## Given entries
* BEGIN *
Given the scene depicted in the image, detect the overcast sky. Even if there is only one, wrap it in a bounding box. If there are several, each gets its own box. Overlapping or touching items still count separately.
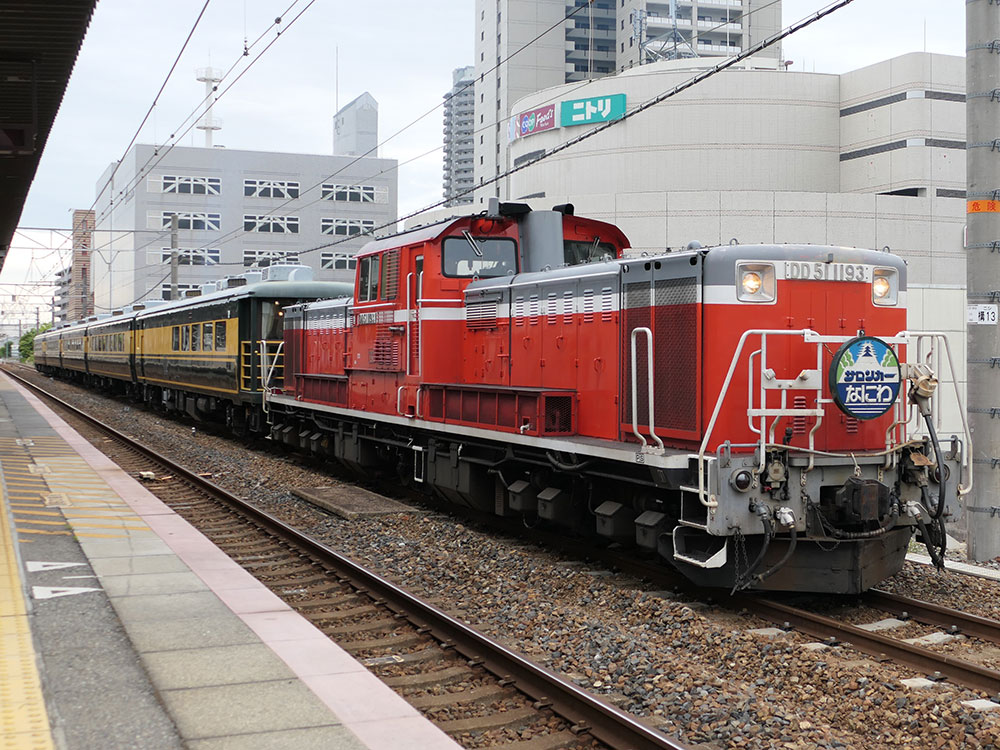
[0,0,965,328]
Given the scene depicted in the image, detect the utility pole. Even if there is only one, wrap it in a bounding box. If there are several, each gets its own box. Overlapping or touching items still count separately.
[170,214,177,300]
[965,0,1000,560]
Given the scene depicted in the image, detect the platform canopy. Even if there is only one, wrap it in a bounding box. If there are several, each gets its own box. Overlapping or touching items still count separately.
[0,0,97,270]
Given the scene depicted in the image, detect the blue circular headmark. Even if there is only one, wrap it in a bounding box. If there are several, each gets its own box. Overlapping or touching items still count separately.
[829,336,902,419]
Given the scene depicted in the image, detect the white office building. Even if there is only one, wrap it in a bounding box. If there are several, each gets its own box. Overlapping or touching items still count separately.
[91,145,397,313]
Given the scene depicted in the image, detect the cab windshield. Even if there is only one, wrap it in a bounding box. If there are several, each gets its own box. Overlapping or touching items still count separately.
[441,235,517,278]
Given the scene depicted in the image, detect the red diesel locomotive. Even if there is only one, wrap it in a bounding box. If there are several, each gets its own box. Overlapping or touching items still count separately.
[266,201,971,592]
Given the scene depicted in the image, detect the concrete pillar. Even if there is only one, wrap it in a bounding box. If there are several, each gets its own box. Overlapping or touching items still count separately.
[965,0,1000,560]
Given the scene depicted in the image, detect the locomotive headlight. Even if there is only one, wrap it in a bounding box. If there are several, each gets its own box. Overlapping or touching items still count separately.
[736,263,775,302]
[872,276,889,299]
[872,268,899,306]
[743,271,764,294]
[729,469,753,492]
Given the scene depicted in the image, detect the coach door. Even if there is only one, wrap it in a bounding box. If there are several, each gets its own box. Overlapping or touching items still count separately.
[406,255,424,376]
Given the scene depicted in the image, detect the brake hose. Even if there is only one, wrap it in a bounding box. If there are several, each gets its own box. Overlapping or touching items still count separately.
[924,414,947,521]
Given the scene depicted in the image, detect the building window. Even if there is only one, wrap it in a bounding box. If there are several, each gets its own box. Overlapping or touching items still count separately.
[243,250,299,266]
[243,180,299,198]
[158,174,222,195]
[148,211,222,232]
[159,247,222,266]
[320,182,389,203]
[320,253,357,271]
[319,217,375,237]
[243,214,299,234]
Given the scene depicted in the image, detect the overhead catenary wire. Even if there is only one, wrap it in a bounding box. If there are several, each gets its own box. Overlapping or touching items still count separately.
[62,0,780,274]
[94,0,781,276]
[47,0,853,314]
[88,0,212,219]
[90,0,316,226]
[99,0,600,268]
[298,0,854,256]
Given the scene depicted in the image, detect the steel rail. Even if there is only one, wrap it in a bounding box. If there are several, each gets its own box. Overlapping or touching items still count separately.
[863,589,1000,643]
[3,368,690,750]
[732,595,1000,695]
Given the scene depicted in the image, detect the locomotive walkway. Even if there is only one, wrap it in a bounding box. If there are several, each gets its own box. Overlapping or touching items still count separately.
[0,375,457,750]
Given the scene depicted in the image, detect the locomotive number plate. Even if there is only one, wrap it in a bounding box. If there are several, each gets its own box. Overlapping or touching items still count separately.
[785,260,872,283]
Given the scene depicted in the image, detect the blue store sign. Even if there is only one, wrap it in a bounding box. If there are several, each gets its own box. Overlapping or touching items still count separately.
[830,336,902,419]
* END *
* BEGIN *
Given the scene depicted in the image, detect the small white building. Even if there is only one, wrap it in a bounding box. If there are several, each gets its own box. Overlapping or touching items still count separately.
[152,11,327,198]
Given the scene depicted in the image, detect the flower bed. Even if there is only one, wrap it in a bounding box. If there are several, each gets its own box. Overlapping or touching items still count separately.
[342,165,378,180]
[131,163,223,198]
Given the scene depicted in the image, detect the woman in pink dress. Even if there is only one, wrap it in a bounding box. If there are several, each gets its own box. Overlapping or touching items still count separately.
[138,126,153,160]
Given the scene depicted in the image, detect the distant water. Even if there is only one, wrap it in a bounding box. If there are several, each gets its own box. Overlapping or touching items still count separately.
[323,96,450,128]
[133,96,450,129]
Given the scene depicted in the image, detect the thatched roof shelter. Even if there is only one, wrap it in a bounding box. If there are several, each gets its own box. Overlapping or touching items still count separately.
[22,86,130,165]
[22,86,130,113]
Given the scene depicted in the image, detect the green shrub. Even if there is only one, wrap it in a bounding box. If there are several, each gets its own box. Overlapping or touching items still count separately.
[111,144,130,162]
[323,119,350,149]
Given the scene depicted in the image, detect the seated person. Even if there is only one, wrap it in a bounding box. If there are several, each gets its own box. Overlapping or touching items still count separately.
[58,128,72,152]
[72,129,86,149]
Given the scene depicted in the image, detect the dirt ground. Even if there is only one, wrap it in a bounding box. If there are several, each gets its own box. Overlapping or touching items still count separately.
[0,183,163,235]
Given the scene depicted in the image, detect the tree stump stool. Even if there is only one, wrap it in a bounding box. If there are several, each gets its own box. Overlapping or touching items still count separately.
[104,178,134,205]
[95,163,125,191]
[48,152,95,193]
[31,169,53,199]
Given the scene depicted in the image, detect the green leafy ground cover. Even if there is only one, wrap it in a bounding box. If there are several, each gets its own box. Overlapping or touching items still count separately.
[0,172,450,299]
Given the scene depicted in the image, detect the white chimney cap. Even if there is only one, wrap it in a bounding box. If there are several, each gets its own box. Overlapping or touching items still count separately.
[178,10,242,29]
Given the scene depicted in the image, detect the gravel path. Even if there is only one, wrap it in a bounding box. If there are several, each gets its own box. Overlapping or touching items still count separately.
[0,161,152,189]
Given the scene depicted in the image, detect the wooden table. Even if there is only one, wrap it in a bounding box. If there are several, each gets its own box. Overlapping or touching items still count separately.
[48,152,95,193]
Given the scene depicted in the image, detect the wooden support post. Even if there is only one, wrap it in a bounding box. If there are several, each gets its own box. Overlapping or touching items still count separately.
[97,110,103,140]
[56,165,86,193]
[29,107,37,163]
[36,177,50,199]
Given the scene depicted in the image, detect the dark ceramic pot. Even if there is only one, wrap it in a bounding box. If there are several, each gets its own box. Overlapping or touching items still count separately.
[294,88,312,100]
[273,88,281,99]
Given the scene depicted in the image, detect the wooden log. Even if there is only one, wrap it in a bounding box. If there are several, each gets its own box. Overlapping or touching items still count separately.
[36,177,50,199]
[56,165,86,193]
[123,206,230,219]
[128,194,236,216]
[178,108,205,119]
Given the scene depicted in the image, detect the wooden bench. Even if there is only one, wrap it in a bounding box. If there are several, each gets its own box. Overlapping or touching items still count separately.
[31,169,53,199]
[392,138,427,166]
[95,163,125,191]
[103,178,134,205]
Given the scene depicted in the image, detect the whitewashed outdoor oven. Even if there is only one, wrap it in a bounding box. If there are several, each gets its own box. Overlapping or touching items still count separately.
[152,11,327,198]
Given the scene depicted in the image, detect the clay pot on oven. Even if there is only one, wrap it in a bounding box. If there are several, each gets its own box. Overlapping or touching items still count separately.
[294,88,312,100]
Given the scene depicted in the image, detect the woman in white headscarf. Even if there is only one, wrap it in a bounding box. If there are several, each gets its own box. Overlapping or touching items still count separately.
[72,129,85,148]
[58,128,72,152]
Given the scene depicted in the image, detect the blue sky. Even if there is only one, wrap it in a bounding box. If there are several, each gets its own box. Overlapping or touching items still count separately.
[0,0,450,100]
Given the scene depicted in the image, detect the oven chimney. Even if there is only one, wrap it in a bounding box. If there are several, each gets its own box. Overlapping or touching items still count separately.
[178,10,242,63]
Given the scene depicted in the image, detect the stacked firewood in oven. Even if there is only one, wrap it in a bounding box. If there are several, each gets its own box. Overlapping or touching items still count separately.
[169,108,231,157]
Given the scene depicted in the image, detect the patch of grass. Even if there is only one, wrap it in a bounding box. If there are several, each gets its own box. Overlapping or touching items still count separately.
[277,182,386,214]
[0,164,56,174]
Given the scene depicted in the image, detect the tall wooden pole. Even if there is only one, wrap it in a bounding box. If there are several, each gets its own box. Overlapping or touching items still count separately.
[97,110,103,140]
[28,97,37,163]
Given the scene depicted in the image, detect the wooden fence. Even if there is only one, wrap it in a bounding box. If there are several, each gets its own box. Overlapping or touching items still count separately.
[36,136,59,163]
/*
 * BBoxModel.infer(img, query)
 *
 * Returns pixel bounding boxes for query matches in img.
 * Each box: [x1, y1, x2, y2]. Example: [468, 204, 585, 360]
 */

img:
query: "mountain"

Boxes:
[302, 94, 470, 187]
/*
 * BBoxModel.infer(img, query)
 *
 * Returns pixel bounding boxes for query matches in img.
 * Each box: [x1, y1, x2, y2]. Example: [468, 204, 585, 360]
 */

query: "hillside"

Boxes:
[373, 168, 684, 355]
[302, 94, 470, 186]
* END *
## Work to be completed
Please lay out the lines from the one containing "Given the scene depicted in the image, detect the green shrub." through the one containing "[72,129,86,149]", inclusive, as a Markdown table with the columns Row and Line. Leave out any blank lines.

## The answer
| Row | Line |
|---|---|
| 1 | Given the scene depicted in the image, detect the green shrub. Even if there is only one, wrap it in a bounding box. If there are several, each gets its own box. Overlapping or touching items still count separately. |
| 2 | [111,144,130,162] |
| 3 | [323,119,350,149] |
| 4 | Given the scene depicted in the image, detect the seated person. Even if there is only one, wrap it in a bounding box. If there are several, each gets its own box. Overlapping or touching items still count separately. |
| 5 | [58,128,72,152] |
| 6 | [72,129,86,149] |